▶ _Required actions_:
(a) Transcribe the stretch of the Catch-22 miniseries review from "With that said, the" through "here — remains.".
(b) Write the next part of the review of the Catch-22 miniseries, picking up right after its last sentence.

▶ _Document_:

────────

Colonel Cathcart went away from General Dreedle with a gulp and kicked the chaplain out of the officers' club, and it was exactly the way it almost was two months later after the chaplain had tried to persuade Colonel Cathcart to rescind his order increasing the number of missions to sixty and had failed abysmally in that endeavor too, and the chaplain was ready now to capitulate to despair entirely but was restrained by the memory of his wife, whom he loved and missed so pathetically with such sensual and exalted ardor, and by the lifelong trust he had placed in the wisdom and justice of an immortal, omnipotent, omniscient, humane, universal, anthropomorphic, English-speaking, Anglo-Saxon, pro-American God, which had begun to waver.

That feeling, that the chaplain is clinging to his trust in a very particular kind of God, could be captured in a scene. But the chaos of the prose, and the way it's structurally funny simply because it's stacked on top of itself and looped into knots, really cannot, quite.

Moreover, there is a two-month time jump in that sentence, and the book specializes in this kind of nonlinear storytelling. There are shows that have experimented with jumping around in time, sometimes with great success. The flashback is standard bordering on cliche. But the stubbornly unmoored nature of Catch-22 is, probably wisely, abandoned in the miniseries, which is, with a couple of exceptions, told as a single progressing narrative.

With that said, the writers here have done a lot to draw the dramatic elements from the novel, and those elements are often compelling. Abbott gets at Yossarian's increasingly frantic need to escape, particularly as his friends die in various unglamorous ways. As the chaplain says late in the series, the men who die in Catch-22 don't really die so much as vanish; they go up into the sky to fly missions and they don't come back. Not every character is treated the same way in the series as in the book, but the theme of a slow and despairing march toward isolation — presented within black comedy in the book and more within drama here — remains.

────────

▶ _Recorded data_:
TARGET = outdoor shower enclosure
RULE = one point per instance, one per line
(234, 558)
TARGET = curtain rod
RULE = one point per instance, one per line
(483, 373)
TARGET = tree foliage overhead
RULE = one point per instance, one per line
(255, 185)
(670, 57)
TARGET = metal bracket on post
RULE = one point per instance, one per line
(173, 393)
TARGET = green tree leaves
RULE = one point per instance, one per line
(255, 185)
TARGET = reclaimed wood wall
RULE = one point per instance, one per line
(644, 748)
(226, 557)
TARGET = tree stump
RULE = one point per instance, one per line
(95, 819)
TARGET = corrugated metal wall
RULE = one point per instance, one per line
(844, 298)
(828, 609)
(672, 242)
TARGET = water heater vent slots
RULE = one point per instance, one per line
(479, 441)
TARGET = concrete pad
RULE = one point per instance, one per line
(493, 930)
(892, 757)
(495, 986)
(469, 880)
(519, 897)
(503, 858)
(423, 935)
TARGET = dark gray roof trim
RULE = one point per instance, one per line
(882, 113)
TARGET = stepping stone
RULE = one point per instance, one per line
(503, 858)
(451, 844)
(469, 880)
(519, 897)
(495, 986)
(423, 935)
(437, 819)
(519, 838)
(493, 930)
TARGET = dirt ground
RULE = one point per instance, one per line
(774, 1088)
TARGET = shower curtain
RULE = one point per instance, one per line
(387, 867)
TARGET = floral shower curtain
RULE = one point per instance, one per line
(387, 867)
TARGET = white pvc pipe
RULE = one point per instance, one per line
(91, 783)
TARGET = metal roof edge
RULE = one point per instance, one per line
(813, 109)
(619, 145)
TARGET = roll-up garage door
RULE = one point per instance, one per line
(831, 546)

────────

▶ _Solved problems_:
(a)
With that said, the writers here have done a lot to draw the dramatic elements from the novel, and those elements are often compelling. Abbott gets at Yossarian's increasingly frantic need to escape, particularly as his friends die in various unglamorous ways. As the chaplain says late in the series, the men who die in Catch-22 don't really die so much as vanish; they go up into the sky to fly missions and they don't come back. Not every character is treated the same way in the series as in the book, but the theme of a slow and despairing march toward isolation — presented within black comedy in the book and more within drama here — remains.

(b)
Here, too, the focus is on the way war is, for some of the men who wage it, simply a thing undertaken and continued. You fly a certain number of missions and you go home — you owe them a certain amount of war. Yossarian concocts various schemes to get out of it, but Cathcart insists he will not be fooled; Yossarian owes the war-making that he owes, and the only way out may be endless violence. Or, of course, corruption. Because there is always corruption.

That the successful parts of the series are the more dramatic ones makes it hard to integrate the stories of Milo Minderbinder the war profiteer (Daniel David Stewart) and Major Major Major Major (Lewis Pullman), both of which rely heavily on their absurdity — not that this absurdity doesn't ultimately relate intimately to the horrors-of-war stuff that Yossarian is experiencing while in the air. Minderbinder's collaboration with Cathcart never quite reaches the peak it probably should, and only in the scene in which Sergeant Major Major Major is promoted to Major Major Major Major does that tale of inappropriate promotion and meaningless rank assignment have impact.

A note: Much of the promotion around Catch-22 has emphasized that Clooney also appears in it, playing General Scheisskopf. But both he and Hugh Laurie (playing Major de Coverley) seem to have signed on for more of a dark comedy than this, in fact, is. Clooney shifts into a more dramatic tone in the late part of the series when he reappears, but his opening scene promises a level of absurdity that very little of the series actually contains. There are good reasons to visit this project, but the big-name actors are, interestingly, not really among them. The lesser-known actors are, in many cases, stronger.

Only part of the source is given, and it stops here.